** start Supplied material **
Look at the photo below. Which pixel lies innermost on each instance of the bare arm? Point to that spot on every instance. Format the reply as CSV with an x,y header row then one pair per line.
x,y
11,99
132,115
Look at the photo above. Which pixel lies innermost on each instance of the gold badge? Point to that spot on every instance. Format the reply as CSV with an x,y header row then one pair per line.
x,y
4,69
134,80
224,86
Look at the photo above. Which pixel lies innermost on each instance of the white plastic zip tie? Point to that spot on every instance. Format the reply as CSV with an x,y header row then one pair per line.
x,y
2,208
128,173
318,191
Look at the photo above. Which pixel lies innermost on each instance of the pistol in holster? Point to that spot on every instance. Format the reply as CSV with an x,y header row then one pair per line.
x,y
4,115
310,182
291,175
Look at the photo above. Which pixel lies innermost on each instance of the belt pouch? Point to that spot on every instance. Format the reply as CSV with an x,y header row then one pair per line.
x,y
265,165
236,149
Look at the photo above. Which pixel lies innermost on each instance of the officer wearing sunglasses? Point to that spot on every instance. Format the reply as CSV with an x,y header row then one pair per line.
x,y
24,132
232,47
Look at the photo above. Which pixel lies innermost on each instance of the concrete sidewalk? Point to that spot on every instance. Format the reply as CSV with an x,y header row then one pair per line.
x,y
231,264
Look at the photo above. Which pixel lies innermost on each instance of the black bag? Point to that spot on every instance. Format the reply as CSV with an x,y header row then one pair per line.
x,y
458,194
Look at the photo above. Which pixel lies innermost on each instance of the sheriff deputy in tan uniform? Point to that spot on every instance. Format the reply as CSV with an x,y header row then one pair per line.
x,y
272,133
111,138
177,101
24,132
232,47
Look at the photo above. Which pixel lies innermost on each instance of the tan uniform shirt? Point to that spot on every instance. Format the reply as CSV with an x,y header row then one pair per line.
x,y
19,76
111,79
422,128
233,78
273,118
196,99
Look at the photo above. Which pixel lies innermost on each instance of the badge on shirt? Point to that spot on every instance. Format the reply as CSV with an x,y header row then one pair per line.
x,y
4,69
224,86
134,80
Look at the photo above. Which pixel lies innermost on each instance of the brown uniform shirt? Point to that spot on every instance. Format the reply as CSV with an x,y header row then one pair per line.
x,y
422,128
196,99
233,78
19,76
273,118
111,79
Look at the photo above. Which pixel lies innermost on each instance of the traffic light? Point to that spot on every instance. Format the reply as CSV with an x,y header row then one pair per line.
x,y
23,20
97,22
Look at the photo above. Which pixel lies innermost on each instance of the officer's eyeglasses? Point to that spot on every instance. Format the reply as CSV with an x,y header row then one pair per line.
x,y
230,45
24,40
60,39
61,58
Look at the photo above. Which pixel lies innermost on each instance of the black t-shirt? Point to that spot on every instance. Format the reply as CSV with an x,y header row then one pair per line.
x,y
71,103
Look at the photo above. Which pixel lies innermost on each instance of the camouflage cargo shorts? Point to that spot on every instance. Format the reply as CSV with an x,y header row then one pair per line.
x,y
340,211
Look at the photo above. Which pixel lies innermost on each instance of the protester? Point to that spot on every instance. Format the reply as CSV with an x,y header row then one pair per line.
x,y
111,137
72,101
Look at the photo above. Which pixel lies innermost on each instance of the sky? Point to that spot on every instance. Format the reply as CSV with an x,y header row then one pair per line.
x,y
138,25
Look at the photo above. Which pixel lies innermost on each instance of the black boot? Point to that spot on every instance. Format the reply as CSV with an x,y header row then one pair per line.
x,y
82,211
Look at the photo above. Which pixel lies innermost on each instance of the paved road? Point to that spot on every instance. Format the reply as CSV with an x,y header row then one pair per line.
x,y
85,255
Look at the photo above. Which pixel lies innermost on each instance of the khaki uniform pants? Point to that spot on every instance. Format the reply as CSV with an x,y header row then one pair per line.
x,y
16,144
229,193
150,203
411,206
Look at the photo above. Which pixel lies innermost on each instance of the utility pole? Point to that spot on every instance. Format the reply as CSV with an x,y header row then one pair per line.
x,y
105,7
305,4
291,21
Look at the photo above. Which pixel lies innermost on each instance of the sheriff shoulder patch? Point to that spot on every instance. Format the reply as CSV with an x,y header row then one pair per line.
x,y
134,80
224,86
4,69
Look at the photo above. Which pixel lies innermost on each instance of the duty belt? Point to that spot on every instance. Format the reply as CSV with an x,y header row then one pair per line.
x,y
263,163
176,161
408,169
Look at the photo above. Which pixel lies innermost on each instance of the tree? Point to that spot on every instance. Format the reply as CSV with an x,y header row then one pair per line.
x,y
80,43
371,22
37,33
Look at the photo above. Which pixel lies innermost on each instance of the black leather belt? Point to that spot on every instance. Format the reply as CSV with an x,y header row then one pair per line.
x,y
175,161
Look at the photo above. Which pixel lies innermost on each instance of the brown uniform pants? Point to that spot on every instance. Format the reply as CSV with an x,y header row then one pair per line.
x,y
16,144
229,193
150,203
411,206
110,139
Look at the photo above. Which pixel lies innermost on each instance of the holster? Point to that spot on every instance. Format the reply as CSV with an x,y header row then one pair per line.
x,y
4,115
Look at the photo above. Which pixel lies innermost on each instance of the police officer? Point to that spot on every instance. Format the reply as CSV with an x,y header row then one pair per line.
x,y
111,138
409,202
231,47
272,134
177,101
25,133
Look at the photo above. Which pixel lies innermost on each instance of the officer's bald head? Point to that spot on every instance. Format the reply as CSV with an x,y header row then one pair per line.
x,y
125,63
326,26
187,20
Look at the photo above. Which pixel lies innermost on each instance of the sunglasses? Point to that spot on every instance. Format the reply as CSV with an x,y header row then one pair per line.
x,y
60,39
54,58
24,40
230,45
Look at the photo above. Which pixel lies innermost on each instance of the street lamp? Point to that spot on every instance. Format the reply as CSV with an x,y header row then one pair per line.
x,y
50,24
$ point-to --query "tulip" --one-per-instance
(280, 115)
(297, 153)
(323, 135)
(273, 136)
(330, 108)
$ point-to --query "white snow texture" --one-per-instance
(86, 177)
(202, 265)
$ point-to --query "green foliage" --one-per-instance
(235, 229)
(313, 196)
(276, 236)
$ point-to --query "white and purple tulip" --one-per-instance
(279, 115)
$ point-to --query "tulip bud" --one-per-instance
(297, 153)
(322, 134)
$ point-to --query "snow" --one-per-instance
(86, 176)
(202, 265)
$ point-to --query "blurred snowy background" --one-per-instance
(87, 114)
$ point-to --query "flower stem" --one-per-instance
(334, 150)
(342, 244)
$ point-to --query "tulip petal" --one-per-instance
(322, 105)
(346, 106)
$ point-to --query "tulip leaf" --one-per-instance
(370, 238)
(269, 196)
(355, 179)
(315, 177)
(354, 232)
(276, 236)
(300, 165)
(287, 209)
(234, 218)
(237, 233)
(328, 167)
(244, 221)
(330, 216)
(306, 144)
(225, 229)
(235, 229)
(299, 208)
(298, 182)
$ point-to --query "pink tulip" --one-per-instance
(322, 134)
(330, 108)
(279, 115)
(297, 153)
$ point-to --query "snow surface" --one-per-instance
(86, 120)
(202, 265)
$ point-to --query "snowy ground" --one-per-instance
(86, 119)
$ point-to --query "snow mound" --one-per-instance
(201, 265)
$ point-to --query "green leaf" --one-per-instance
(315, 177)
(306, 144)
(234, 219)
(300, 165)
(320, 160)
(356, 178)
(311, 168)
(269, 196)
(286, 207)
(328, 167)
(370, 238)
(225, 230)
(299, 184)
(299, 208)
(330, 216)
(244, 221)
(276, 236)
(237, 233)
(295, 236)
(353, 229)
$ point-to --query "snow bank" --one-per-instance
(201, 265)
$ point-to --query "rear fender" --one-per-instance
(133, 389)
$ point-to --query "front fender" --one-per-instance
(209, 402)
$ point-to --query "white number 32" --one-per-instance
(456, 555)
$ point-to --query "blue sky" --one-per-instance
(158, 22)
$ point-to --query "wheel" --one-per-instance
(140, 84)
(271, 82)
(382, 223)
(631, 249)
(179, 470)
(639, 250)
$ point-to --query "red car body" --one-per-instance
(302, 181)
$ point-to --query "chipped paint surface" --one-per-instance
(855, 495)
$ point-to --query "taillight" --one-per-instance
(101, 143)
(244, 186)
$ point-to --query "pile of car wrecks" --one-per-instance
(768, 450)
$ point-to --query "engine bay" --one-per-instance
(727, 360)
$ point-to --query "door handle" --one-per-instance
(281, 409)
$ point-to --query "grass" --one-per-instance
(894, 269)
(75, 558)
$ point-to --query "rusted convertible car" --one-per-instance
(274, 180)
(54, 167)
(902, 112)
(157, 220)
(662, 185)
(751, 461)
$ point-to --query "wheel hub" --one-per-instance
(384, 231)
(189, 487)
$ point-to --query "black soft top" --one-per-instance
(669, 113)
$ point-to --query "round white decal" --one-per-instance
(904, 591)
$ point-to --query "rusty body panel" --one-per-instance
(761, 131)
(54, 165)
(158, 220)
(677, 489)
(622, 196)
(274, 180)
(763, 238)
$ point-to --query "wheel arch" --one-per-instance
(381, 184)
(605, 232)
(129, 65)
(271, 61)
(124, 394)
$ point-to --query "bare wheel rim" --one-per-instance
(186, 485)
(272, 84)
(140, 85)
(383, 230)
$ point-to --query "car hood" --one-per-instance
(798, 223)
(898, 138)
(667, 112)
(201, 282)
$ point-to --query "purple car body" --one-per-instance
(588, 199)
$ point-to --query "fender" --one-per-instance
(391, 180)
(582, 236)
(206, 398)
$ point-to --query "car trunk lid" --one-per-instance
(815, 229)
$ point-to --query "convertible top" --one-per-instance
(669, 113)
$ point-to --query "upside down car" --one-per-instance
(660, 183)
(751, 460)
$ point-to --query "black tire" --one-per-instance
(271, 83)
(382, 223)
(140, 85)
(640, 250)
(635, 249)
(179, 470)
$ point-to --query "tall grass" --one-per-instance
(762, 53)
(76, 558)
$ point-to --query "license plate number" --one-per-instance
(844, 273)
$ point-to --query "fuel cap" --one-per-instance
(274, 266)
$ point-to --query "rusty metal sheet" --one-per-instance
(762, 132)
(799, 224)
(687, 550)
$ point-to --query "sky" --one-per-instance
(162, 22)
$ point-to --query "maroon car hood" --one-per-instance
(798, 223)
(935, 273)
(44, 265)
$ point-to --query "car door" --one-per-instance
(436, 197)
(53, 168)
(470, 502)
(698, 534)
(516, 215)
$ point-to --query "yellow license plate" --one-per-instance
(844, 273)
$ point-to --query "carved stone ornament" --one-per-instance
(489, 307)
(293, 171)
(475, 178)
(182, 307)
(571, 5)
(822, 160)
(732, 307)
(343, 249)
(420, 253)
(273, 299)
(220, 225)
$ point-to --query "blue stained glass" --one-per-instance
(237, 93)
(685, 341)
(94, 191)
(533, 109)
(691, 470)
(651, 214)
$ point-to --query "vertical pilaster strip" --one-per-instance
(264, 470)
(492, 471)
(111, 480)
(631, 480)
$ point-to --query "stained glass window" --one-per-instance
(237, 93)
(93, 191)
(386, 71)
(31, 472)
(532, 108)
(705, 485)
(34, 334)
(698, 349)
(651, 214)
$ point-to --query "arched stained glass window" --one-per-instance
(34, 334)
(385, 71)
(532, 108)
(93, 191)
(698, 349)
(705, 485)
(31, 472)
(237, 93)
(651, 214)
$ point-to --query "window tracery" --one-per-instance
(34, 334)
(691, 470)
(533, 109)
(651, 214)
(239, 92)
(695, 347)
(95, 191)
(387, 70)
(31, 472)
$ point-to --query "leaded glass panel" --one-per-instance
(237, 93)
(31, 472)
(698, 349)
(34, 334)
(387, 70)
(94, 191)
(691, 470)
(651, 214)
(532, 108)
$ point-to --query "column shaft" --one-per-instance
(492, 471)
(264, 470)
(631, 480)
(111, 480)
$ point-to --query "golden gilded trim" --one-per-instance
** end Supplied material **
Keep only those lines of the records above that contain the string "shirt". Case counts, so a line matches only if the capitalization is the same.

Look at the photo above. Which pixel lies innermost on each instance of the tan uniform shirt? Point to that spot on every instance. Format the reply as CSV with an x,y header row then one pair per line.
Look at the photo above. Which pixel lies innermost on each instance of the badge on shirt? Point to that spot on every instance. Format the reply as CSV with an x,y header row then one pair per line.
Look at the photo above. Which pixel lies innermost on each instance of the brown uniform shirt? Point to that spot on every instance. Format the reply as CSV with an x,y header row then one pair per line.
Look at the photo above. Which pixel lies innermost on each instance of the black t-shirt? Point to that spot on every instance. Format the reply as CSV with an x,y header row then one pair per line.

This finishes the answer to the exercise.